---- EXCERPT TO READ

Data Storage¶

S3 Storage Features¶

Synapse can use a variety of storage mechanisms to store content, however the most common storage solution is AWS S3. This article illustrates some special features that can be used with S3 storage and how they interact with the Python client. In particular it covers:

Linking External storage locations to new/existing projects or folders
Migration of existing projects or folders to new external storage locations
Creating STS enabled storage locations
Using SFTP

External storage locations¶

Synapse projects or folders can be configured to use custom implementations for their underlying data storage. More information on this feature can be found here. The most common implementation of this is to configure a folder to store data in a user controlled AWS S3 bucket rather than Synapse's default internal S3 storage.

Creating a new folder backed by a user specified S3 bucket¶

The following illustrates creating a new folder backed by a user specified S3 bucket. Note: An existing folder also works.

If you are changing the storage location of an existing folder to a user specified S3 bucket none of the files will be migrated. In order to migrate the files to the new storage location see the section Migrating programmatically. When you change the storage location for a folder only NEW files uploaded to the folder are uploaded to the user specific S3 bucket.

Ensure that the bucket is properly configured.
Create a folder and configure it to use external S3 storage:

# create a new folder to use with external S3 storage
folder = syn.store(Folder(name=folder_name, parent=parent))
# You may also use an existing folder like:
# folder = syn.get("syn123")
folder, storage_location, project_setting = syn.create_s3_storage_location(
    folder=folder,
    bucket_name='my-external-synapse-bucket',
    base_key='path/within/bucket',
 )

# if needed the unique storage location identifier can be obtained e.g.
storage_location_id = storage_location['storageLocationId']

Creating a new project backed by a user specified S3 bucket¶

The following illustrates creating a new project backed by a user specified S3 bucket. Note: An existing project also works.

If you are changing the storage location of an existing project to a user specified S3 bucket none of the files will be migrated. In order to migrate the files to the new storage location see the documentation further down in this article labeled 'Migrating programmatically'. When you change the storage location for a project only NEW files uploaded to the project are uploaded to the user specific S3 bucket.

--------

[STATED PROBLEM]:
Copy the S3 storage documentation from "The following illustrates creating a new folder" up to and including "folder = syn.store(Folder(name=folder_name, parent=parent))", renaming "user specified S3 bucket" to "user-provided S3 bucket" in every place it appears.

---- SUPPLIED RECORDS

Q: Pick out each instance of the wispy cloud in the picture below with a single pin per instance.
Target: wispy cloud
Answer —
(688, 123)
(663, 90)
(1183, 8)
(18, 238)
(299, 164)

--------

[ANSWER]:
The following illustrates creating a new folder backed by a user-provided S3 bucket. Note: An existing folder also works.

If you are changing the storage location of an existing folder to a user-provided S3 bucket none of the files will be migrated. In order to migrate the files to the new storage location see the section Migrating programmatically. When you change the storage location for a folder only NEW files uploaded to the folder are uploaded to the user specific S3 bucket.

Ensure that the bucket is properly configured.
Create a folder and configure it to use external S3 storage:

# create a new folder to use with external S3 storage
folder = syn.store(Folder(name=folder_name, parent=parent))